Rewrite the passage of the RBA rate outlook text from "Analysts at Standard" through "be concluded yet.", putting "tightening cycle" in place of "hiking cycle".

═══ Exercise text ═══

Analysts at Standard Chartered note that they have lowered the Reserve Bank of Australia (RBA) terminal rate forecast by 25 basis points but add that the hiking cycle may not be concluded yet.
"We now expect only one more 25bps hike in November vs 25bps hikes each in September and November previously."
"We still expect a hike in November as inflation – while it may have peaked – likely remains too high. There is little margin for error, in our view, considering the RBA’s already-patient stance forecasting inflation to return to the upper bound of its 2-3% target only by 2025. Services CPI remains sticky (services CPI ex-volatile items rose 1.6% q/q SA in Q2 vs 1.3% in Q1)."
"The job market may have peaked but remains tight and should support wage growth. This, along with the monthly rise in home prices, may prop up spending, especially if households dip into their significant excess savings. The lack of a productivity pick-up may also increase unit labour costs, adding to inflation."
"The last RBA policy meeting statement in August slanted dovish, noting that inflation was declining (versus inflation having passed its peak in July). On growth, the central bank indicated that the economy “is experiencing a period of below-trend growth and this is expected to continue for a while”. The meeting minutes were more balanced. The central bank pointed out that the cost of inflation being higher than expected was greater than the cost of inflation being lower than expected, even as risks to inflation were balanced. The RBA also retained the option to hike further.

═══ Data segment ═══

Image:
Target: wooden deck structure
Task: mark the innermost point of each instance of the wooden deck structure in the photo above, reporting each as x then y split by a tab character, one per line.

═══

#### Answer below
Analysts at Standard Chartered note that they have lowered the Reserve Bank of Australia (RBA) terminal rate forecast by 25 basis points but add that the tightening cycle may not be concluded yet.